◆ **Quoted passage**:
Now let $x_i \in \Bbb N, v_i \in \{0,1,2\}$ be given such that $q_i = 3x_i + v_i$ for all $(1 \leq i \leq 5)$ What we're trying to prove is that for every possible realization of this set of five variables we can find at least one combination of $v_a + v_b + v_c = v_6$ such that $a,b,c$ are all distinct and in $\{1,2,3,4,5\}$ and that $v_6$ is divisible by three.

Assume that there exist a combination of three $v_i (1 \leq i \leq 5)$ such that all three $v_i$ are equal. Without loss of generality we can assume these are $v_1,v_2,v_3$. Then we have that $q_1 + q_2 + q_3 = 3(x_1 + x_2 + x_3) + 3v_1 = 3(x_1+x_2+x_3 + v_1)$ Where me make use of the assumption that $v_1=v_2=v_3$. Clearly the sum $q_q + q_2 + q_3$ is devisible by three.

(Rows from a dataset)
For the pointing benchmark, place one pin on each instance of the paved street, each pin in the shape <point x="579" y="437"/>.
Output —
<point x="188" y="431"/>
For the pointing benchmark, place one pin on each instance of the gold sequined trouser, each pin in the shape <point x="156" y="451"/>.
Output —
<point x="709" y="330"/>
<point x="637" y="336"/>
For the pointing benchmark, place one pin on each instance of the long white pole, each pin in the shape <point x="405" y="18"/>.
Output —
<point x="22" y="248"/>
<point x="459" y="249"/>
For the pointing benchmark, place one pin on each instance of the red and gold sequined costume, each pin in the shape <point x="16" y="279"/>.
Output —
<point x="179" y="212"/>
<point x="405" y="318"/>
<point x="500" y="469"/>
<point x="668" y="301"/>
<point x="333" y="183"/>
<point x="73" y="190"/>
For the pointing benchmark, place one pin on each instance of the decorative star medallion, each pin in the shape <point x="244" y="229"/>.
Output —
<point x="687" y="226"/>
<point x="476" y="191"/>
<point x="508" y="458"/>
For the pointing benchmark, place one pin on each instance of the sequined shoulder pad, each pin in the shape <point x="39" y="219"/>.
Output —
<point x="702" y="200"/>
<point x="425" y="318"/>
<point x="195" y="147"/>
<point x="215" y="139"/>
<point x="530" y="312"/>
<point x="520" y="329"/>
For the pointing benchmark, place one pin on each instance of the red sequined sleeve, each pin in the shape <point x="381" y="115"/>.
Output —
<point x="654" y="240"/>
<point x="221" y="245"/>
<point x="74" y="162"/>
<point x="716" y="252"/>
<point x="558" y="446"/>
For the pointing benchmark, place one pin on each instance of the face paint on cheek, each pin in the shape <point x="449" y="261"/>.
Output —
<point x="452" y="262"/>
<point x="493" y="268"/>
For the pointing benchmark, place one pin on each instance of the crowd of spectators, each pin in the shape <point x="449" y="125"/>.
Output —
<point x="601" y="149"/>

◆ **The tasks**:
(1) In the divisibility proof, which three values are assumed, without loss of generality, to be equal?
(2) Recast the records as a JSON list of strings, one string per line with blank lines omitted, beginning at the line that contains "of the face" and continuing through the end of the records.

◆ **Answers to the problems**:
(1) $v_1$, $v_2$ and $v_3$.

(2)
[
  "For the pointing benchmark, place one pin on each instance of the face paint on cheek, each pin in the shape <point x=\"449\" y=\"261\"/>.",
  "Output —",
  "<point x=\"452\" y=\"262\"/>",
  "<point x=\"493\" y=\"268\"/>",
  "For the pointing benchmark, place one pin on each instance of the crowd of spectators, each pin in the shape <point x=\"449\" y=\"125\"/>.",
  "Output —",
  "<point x=\"601\" y=\"149\"/>"
]